>>>>

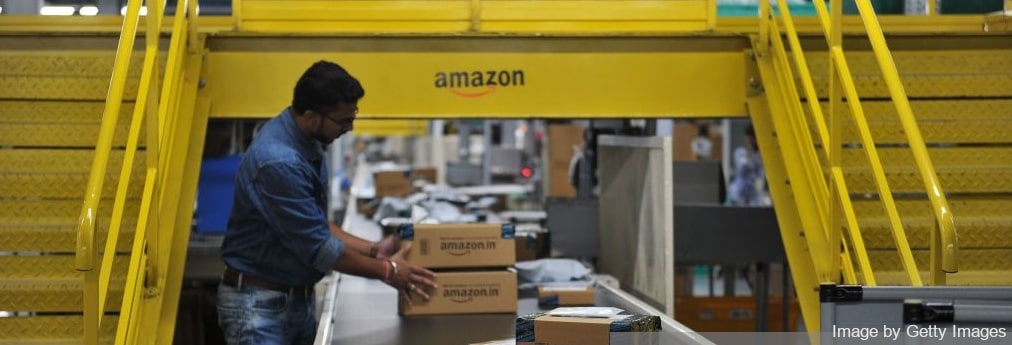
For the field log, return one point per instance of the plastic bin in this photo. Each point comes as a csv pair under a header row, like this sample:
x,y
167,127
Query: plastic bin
x,y
215,193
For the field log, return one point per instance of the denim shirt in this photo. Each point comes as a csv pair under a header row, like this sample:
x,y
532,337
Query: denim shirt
x,y
277,230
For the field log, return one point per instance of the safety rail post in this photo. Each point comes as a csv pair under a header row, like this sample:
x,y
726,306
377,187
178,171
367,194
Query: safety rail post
x,y
835,123
944,259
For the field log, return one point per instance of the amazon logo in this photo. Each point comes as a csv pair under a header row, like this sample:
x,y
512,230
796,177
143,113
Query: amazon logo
x,y
465,294
474,84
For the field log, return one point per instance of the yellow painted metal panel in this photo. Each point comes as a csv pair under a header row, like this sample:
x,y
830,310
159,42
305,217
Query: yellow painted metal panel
x,y
12,111
53,161
972,132
947,110
350,10
356,27
963,278
55,135
55,185
852,24
490,84
944,157
50,330
953,180
105,24
602,26
56,236
48,283
970,259
558,10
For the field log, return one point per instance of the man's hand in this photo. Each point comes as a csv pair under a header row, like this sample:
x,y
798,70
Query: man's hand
x,y
411,278
387,247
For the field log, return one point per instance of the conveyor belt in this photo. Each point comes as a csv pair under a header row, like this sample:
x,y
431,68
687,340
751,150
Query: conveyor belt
x,y
364,312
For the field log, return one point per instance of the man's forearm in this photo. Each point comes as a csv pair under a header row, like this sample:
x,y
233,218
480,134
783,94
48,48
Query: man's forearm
x,y
350,241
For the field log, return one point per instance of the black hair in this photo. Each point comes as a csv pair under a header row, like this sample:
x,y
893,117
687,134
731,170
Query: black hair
x,y
325,85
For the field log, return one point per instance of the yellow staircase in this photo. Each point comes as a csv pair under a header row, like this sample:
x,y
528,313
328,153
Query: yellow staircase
x,y
834,212
67,128
52,98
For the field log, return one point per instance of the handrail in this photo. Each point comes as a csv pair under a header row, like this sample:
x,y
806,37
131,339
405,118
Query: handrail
x,y
113,99
946,236
867,143
87,222
840,191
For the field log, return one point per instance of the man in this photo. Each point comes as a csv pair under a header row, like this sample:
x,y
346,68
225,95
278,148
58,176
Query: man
x,y
278,243
749,184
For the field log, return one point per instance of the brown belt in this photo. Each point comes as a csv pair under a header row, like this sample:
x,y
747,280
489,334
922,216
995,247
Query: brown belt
x,y
234,278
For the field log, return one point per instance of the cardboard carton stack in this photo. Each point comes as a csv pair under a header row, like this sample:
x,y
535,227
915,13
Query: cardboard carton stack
x,y
471,262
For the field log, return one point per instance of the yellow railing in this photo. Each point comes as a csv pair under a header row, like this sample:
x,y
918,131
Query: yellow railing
x,y
143,269
943,248
434,16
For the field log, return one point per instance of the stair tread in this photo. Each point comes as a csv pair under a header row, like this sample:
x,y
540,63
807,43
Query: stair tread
x,y
50,283
59,237
961,278
52,330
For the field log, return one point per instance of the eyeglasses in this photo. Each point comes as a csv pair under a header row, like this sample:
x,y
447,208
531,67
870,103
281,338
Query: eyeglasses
x,y
343,120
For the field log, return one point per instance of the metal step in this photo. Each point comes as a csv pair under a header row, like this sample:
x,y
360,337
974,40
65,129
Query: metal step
x,y
61,160
68,124
59,238
64,185
934,132
941,157
56,210
984,73
50,283
953,180
974,233
962,278
55,330
69,76
970,260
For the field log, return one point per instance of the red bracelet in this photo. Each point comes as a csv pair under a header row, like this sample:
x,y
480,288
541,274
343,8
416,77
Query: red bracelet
x,y
392,273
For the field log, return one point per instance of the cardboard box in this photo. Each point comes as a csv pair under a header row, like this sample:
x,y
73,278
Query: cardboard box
x,y
428,174
549,330
509,341
459,245
553,296
468,292
732,314
562,140
392,183
531,245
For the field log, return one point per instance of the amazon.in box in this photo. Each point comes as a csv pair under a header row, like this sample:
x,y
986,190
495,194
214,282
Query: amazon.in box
x,y
542,329
467,292
565,295
459,245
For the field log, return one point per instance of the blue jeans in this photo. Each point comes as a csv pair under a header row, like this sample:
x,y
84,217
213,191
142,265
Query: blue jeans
x,y
251,315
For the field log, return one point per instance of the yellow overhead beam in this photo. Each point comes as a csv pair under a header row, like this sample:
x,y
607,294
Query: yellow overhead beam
x,y
493,78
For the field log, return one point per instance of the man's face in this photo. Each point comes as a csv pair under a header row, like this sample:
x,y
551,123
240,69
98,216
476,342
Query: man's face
x,y
336,121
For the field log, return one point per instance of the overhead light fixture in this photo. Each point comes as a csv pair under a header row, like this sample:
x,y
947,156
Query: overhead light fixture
x,y
57,10
88,10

<<<<

Starting at the line containing "of the overhead" and ending at the last line of the items, reproduce every line, requests included, but scale each x and y coordinate in the answers by 2.45 and round to the nearest whole number, with halves rounding up. Leave the numbers in the requests and their format samples unchanged.

For the field log, return one point per instance of the overhead light fixture in this photo. Each point comes as a csv pair under a header row, like this sample:
x,y
947,156
Query: overhead light fixture
x,y
140,25
216,25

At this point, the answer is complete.